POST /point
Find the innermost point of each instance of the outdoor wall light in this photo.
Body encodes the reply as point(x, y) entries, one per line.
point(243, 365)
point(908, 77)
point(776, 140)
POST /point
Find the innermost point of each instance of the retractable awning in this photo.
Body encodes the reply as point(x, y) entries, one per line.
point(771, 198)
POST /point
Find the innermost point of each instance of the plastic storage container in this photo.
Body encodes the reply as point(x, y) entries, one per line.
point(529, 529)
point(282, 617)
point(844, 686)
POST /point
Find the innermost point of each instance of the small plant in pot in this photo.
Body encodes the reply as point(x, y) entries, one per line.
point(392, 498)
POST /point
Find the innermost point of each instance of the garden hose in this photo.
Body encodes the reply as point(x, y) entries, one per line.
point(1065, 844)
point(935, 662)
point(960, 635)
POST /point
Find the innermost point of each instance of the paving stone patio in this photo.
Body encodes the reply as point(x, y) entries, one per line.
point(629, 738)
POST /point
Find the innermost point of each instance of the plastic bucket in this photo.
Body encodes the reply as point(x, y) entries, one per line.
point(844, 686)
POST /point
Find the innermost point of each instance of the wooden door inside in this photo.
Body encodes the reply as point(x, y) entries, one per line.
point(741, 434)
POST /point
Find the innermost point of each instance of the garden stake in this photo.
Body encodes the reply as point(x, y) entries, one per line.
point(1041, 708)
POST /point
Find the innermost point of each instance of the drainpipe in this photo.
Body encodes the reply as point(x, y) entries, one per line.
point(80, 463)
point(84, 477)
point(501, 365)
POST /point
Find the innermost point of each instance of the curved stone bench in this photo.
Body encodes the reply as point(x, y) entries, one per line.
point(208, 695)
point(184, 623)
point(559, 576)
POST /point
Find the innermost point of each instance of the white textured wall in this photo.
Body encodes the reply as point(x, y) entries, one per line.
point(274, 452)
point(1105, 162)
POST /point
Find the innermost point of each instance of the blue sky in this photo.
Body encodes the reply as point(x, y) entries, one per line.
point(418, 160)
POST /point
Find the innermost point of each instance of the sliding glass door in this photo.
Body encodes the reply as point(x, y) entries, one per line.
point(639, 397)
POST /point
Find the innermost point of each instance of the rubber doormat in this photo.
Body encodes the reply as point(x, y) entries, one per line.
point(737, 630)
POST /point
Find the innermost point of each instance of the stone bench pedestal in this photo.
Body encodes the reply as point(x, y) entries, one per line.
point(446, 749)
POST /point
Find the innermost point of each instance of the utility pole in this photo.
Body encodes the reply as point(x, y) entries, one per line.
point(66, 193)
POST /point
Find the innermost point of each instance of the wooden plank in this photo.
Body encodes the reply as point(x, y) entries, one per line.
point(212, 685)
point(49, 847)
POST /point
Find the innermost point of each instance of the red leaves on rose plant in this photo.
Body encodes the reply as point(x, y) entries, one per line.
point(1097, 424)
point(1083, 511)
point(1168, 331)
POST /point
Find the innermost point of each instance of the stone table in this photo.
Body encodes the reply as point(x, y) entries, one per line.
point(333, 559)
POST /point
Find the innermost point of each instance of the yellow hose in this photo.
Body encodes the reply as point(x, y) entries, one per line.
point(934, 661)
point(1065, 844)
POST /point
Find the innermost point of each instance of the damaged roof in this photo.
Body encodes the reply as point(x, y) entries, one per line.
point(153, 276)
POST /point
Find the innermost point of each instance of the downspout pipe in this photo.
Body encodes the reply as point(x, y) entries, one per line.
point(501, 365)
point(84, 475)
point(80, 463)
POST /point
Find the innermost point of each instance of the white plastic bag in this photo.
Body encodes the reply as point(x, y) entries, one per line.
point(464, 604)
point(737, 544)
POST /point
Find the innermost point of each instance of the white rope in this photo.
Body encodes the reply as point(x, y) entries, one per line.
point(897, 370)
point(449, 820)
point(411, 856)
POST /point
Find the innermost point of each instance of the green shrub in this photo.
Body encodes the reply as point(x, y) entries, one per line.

- _Work to complete_:
Copy the entries above exactly, but only from the line holding "Find the innermost point of each instance of the blue" through the line holding "Find the innermost point of each instance of the utility", both included.

- _Written solution_:
Find the innermost point of each instance of the blue sky in this photo.
Body encodes the reply as point(x, y) entries, one per line.
point(418, 160)
POST /point
Find the innermost point of each instance of the sliding glass door in this photo.
Body encodes the reply as point(x, y) entries, one per line.
point(639, 397)
POST /point
Find the innermost point of each instance of the rubber doormat in this photo.
Body encodes the reply as point(x, y) entries, one per line.
point(737, 630)
POST /point
Find the innermost point of each instance of the stone bench pedestal in this photo.
Body encodes the reply as point(x, y) entries, one per line.
point(446, 749)
POST /point
Find the innermost point of each instance of the utility pole in this photo.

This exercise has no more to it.